# [Task directions]
Copy the material below line for line, changing no character.

— Start Input records —

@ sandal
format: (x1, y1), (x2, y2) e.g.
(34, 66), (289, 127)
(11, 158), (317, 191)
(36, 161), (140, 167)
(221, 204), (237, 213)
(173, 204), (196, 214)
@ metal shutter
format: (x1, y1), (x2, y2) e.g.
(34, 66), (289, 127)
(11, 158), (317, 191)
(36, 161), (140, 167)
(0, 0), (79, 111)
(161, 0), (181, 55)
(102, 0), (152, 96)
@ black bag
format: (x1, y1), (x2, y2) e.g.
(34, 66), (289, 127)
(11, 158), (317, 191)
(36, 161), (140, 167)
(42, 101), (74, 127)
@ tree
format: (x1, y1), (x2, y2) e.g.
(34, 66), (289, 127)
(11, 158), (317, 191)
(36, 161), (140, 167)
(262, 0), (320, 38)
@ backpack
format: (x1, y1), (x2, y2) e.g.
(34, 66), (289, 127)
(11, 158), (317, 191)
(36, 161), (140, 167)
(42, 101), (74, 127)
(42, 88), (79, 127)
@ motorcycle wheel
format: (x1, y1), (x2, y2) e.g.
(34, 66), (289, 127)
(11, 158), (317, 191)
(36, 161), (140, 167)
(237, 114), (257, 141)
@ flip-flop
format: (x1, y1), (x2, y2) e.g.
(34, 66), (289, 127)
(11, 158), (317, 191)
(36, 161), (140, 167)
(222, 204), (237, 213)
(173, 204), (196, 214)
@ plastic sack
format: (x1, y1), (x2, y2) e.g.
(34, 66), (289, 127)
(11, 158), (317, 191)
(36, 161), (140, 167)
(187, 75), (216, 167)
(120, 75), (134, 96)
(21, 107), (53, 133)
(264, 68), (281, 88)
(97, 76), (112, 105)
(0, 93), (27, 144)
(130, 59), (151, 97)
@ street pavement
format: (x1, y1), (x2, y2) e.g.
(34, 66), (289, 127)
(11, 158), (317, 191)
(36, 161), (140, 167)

— End Input records —

# [Task output]
@ sandal
format: (x1, y1), (x2, y2) e.g.
(34, 66), (289, 127)
(11, 158), (317, 191)
(36, 161), (140, 167)
(221, 204), (237, 213)
(173, 204), (196, 214)
@ metal shutter
format: (x1, y1), (x2, y2) e.g.
(34, 66), (289, 127)
(11, 158), (317, 191)
(36, 161), (140, 167)
(0, 0), (79, 111)
(161, 0), (181, 55)
(102, 0), (152, 96)
@ black bag
format: (x1, y1), (x2, y2) e.g.
(34, 66), (289, 127)
(11, 158), (317, 191)
(36, 161), (140, 167)
(42, 101), (74, 127)
@ tree
format: (x1, y1), (x2, y2) e.g.
(34, 66), (289, 127)
(11, 158), (317, 191)
(36, 161), (140, 167)
(262, 0), (320, 38)
@ backpack
format: (x1, y1), (x2, y2) e.g.
(34, 66), (289, 127)
(11, 158), (317, 191)
(36, 161), (140, 167)
(42, 101), (74, 127)
(42, 88), (79, 127)
@ motorcycle wheel
format: (x1, y1), (x2, y2) e.g.
(34, 66), (289, 127)
(11, 158), (317, 191)
(36, 161), (140, 167)
(237, 114), (257, 141)
@ flip-flop
format: (x1, y1), (x2, y2) e.g.
(34, 66), (289, 127)
(11, 158), (317, 191)
(36, 161), (140, 167)
(222, 204), (237, 213)
(173, 204), (196, 214)
@ plastic sack
format: (x1, y1), (x2, y2) e.g.
(34, 66), (289, 127)
(11, 158), (317, 191)
(36, 161), (140, 167)
(187, 75), (216, 167)
(120, 75), (134, 96)
(21, 107), (53, 133)
(264, 68), (281, 88)
(97, 76), (112, 105)
(0, 93), (27, 144)
(130, 59), (151, 97)
@ street pavement
format: (x1, y1), (x2, y2) e.g.
(34, 66), (289, 127)
(11, 158), (317, 191)
(36, 161), (140, 167)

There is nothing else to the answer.